# STATED GOAL:
Reproduce the lines of the records below, beginning with the line that contains "Return one point per instance of the baseboard" and ending after the line that contains "[(62, 289), (308, 293), (5, 307)]". Omit the picture from your reproduction.

# EXERCISE INPUT:
_ _ _ _ _ _ _

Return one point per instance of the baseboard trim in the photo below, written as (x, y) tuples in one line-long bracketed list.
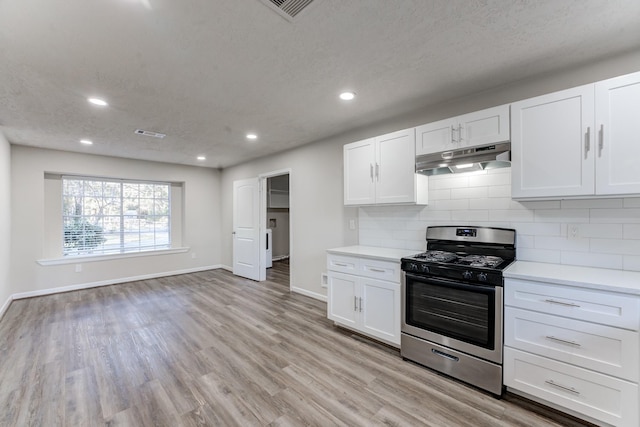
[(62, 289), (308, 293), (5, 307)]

_ _ _ _ _ _ _

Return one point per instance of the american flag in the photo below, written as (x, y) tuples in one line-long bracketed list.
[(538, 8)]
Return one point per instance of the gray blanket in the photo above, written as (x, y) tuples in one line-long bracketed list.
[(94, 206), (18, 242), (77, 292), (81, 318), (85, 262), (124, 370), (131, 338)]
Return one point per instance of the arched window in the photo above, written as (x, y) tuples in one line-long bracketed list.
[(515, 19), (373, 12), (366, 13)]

_ _ _ _ _ _ _

# TASK SOLUTION:
Return one point per instance of the baseboard trim in the photo below, written as (x, y) tuples in one line-long bracketed list.
[(62, 289), (308, 293), (5, 307)]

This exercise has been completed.